● Zu erledigende Aufgaben:
1 – Kannst du den Abschnitt im Auszug zum Ergänzungskapital, der mit „Als Ergänzungskapital (T2) gilt“ beginnt, als knappe Liste fassen und dabei alle wesentlichen Voraussetzungen behalten?
2 – Kannst du die Auflistung, beginnend bei ihrer ersten Zeile und endend mit der Zeile, die „[533,650,697,684]“ enthält, samt Anweisungen erneut ausgeben und dabei jede Koordinate der Begrenzungsrahmen in den Antworten mit 1,55 umskalieren und auf ganze Zahlen runden, Hälften aufwärts? Die Bilder lässt du in deiner Antwort weg.

● Bereitgestellter Auszug:
Sie müssen den nichtnachrangigen Forderungen aller übrigen Gläubigerinnen und Gläubiger im Falle der Liquidation, des Konkurses oder eines Sanierungsverfahrens nachgehen.» (Art. 20 Abs. 2–3 ERV)
Ergänzungskapital («Tier 2, T2»/Art. 30 ERV)
Als Ergänzungskapital (T2) gilt ein Kapitalinstrument nach Art. 30 ERV, wenn:
«a) es die Anforderungen nach den Artikeln 20 und 29 Absätze 1 und 2 erfüllt;
b) es eine Ursprungslaufzeit von mindestens fünf Jahren aufweist und die Emissionsbedingungen keine Rückzahlungsanreize für die Bank enthalten;
c) die Bank frühestens fünf Jahre nach Ausgabe zu einer Rückzahlung befugt ist;
d) die Bank bei der Ausgabe darauf hinweist, dass die Aufsichtsbehörde der vorzeitigen Rückzahlung vorgängig nur zustimmt, sofern:
- die verbleibenden Eigenmittel den Anforderungen nach Artikel 41 weiter genügen, oder
- ersatzweise genügend mindestens gleichwertige Eigenmittel ausgegeben werden; und
e) ausgeschlossen ist, dass Ausschüttungen an die Kapitalgeberinnen und Kapitalgeber sich während der Laufzeit aufgrund des emittentenspezifischen Kreditrisikos erhöhen.»

● Vorliegende Daten:
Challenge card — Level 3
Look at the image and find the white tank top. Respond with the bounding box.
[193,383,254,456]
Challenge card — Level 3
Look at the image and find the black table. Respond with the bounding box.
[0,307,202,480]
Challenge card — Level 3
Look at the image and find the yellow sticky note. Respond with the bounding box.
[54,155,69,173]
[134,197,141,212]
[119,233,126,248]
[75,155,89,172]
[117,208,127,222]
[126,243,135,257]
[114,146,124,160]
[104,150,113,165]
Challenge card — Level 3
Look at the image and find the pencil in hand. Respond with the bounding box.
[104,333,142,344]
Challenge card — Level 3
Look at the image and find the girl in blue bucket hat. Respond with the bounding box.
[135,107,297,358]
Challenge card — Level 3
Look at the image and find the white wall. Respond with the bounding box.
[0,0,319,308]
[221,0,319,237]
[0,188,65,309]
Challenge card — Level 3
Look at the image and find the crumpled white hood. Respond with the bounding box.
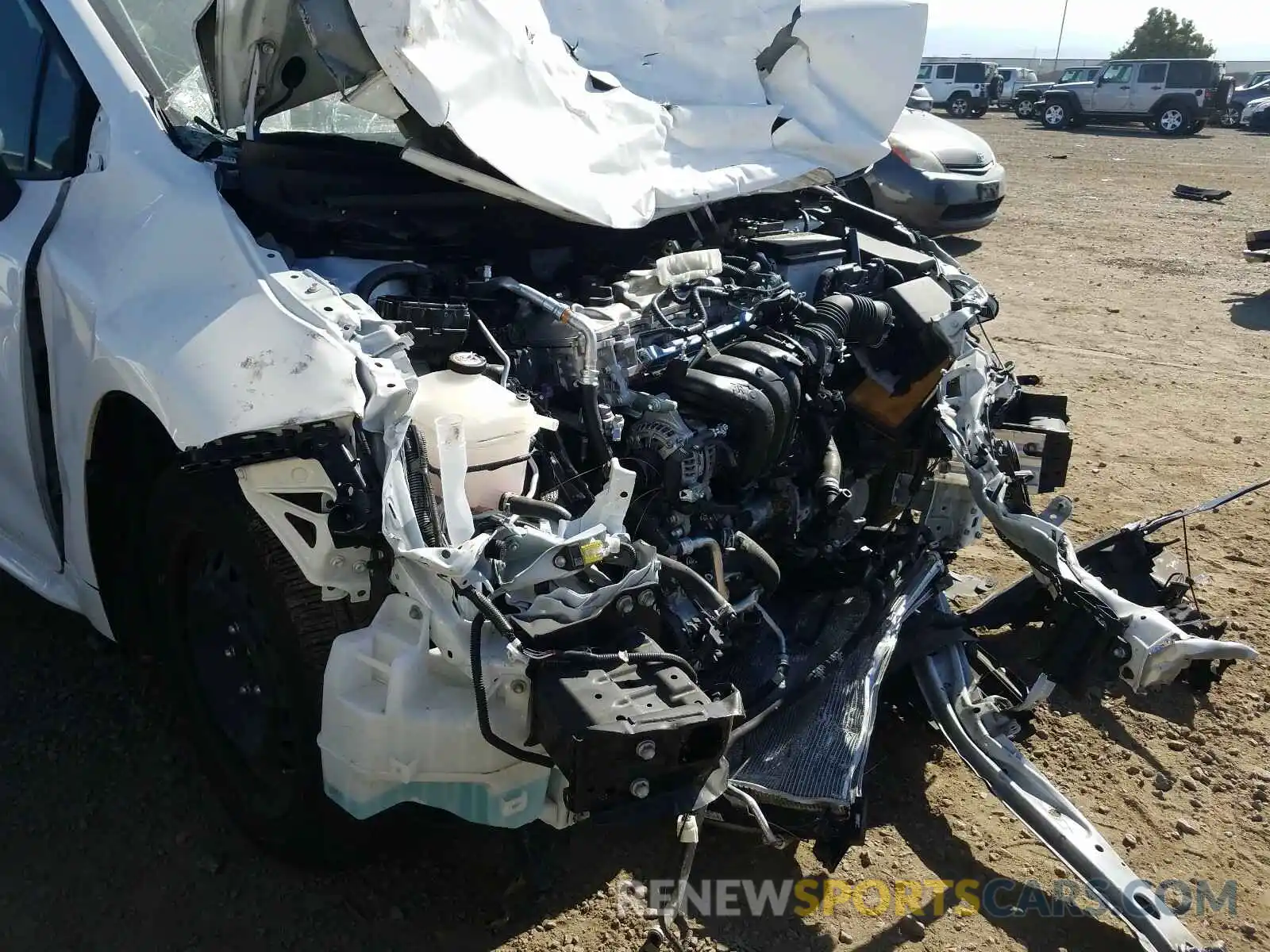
[349,0,926,228]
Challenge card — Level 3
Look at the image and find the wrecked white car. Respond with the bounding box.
[0,0,1253,952]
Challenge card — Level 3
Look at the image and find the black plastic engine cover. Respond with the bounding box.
[529,636,743,817]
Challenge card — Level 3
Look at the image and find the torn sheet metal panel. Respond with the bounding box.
[349,0,926,227]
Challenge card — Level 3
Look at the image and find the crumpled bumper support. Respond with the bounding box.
[913,645,1218,952]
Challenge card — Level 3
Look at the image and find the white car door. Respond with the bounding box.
[0,0,83,590]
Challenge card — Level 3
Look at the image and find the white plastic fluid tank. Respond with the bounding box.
[410,353,559,512]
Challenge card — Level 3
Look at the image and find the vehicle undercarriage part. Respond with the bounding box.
[213,151,1253,952]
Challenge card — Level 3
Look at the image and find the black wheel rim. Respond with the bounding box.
[183,547,298,814]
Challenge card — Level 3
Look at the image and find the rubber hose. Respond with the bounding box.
[732,532,781,592]
[728,580,898,749]
[667,370,776,485]
[353,262,432,302]
[582,383,614,466]
[656,554,732,614]
[724,340,804,459]
[459,589,555,770]
[404,424,446,548]
[533,650,697,684]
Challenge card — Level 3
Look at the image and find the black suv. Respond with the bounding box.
[1037,60,1230,136]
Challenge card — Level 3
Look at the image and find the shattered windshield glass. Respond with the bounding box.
[95,0,405,144]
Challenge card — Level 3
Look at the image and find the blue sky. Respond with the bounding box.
[926,0,1270,60]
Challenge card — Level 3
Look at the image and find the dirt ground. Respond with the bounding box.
[7,116,1270,952]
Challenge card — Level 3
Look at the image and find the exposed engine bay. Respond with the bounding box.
[192,137,1255,950]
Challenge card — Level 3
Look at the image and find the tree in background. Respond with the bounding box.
[1111,6,1217,60]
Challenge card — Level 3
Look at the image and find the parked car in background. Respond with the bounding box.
[917,60,997,119]
[1011,65,1103,119]
[995,66,1037,109]
[1221,74,1270,129]
[843,109,1006,235]
[908,83,935,113]
[1040,60,1226,136]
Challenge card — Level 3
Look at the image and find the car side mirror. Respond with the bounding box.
[0,161,21,221]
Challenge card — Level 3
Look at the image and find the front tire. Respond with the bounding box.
[148,470,373,865]
[1040,102,1072,129]
[945,93,973,119]
[1156,106,1195,136]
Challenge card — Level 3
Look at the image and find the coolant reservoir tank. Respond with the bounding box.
[410,353,559,512]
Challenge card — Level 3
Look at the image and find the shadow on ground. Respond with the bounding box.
[1224,290,1270,330]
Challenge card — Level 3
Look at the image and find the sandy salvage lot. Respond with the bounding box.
[0,116,1270,952]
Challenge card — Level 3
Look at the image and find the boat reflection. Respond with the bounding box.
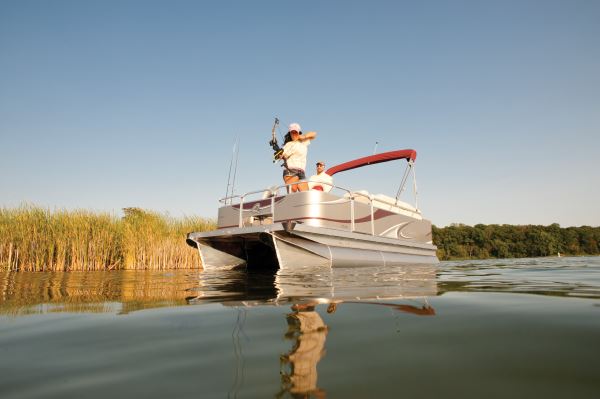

● Lösungen je Aufgabe:
1 –
Ein Kapitalinstrument gilt nach Art. 30 ERV als Ergänzungskapital (T2), wenn:
- es die Anforderungen nach Art. 20 und Art. 29 Abs. 1 und 2 erfüllt;
- seine Ursprungslaufzeit mindestens fünf Jahre beträgt und die Emissionsbedingungen keine Rückzahlungsanreize für die Bank enthalten;
- die Bank frühestens fünf Jahre nach Ausgabe zur Rückzahlung befugt ist;
- die Bank bei Ausgabe darauf hinweist, dass die Aufsichtsbehörde einer vorzeitigen Rückzahlung nur vorgängig zustimmt, wenn die verbleibenden Eigenmittel Art. 41 weiter genügen oder ersatzweise genügend mindestens gleichwertige Eigenmittel ausgegeben werden;
- sich Ausschüttungen an die Kapitalgeber während der Laufzeit nicht aufgrund des emittentenspezifischen Kreditrisikos erhöhen können.

2 –
Challenge card — Level 3
Look at the image and find the white tank top. Respond with the bounding box.
[299,594,394,707]
Challenge card — Level 3
Look at the image and find the black table. Respond with the bounding box.
[0,476,313,744]
Challenge card — Level 3
Look at the image and find the yellow sticky note. Respond with the bounding box.
[84,240,107,268]
[208,305,219,329]
[184,361,195,384]
[116,240,138,267]
[181,322,197,344]
[195,377,209,398]
[177,226,192,248]
[161,233,175,256]
Challenge card — Level 3
Look at the image and find the pencil in hand. Respond with the bounding box.
[161,516,220,533]
Challenge card — Level 3
Look at the image and find the girl in blue bucket hat. Respond with the bounding box.
[209,166,460,555]
Challenge card — Level 3
Look at the image and find the white wall. Respond with the bounding box.
[0,0,494,477]
[343,0,494,367]
[0,291,101,479]
Challenge card — Level 3
Look at the image and find the crumpled white hood. Respond with the bounding box.
[541,0,1435,353]
Challenge card — Level 3
Look at the image and find the wrecked white car. Respond with the bounding box.
[0,0,1942,1476]
Challenge card — Level 3
Look at the image and find the black plastic engine cover. Respond with the bounding box.
[820,986,1152,1266]
Challenge card — Level 3
Look at the image and find the torn sheet metal panel. Respond with the bounding box.
[541,0,1435,352]
Challenge card — Level 3
Look at the image and find the crumpled bumper support. Respond with the bounding box.
[1415,1000,1888,1476]
Challenge card — Level 3
Look at the image and find the white car door. Respond with the bounding box.
[0,0,129,915]
Challenge card — Level 3
Look at the image and find the white plastic fluid tank. Respond with the bounding box.
[636,547,866,794]
Challenge card — Level 3
Look at the image and find the vehicle undercarriage part. Respond with the bounding box.
[330,234,1942,1476]
Challenge card — Level 3
Look at the image and find the black wheel rim. Respond with the bounding box.
[284,848,462,1262]
Challenge card — Level 3
Look at the image and find the rubber hose. Respond with the bounding box.
[1135,825,1211,918]
[1128,899,1392,1161]
[1034,574,1203,752]
[547,406,670,468]
[902,594,952,722]
[1017,859,1135,952]
[1122,527,1246,711]
[711,913,860,1194]
[626,657,691,849]
[826,1008,1080,1060]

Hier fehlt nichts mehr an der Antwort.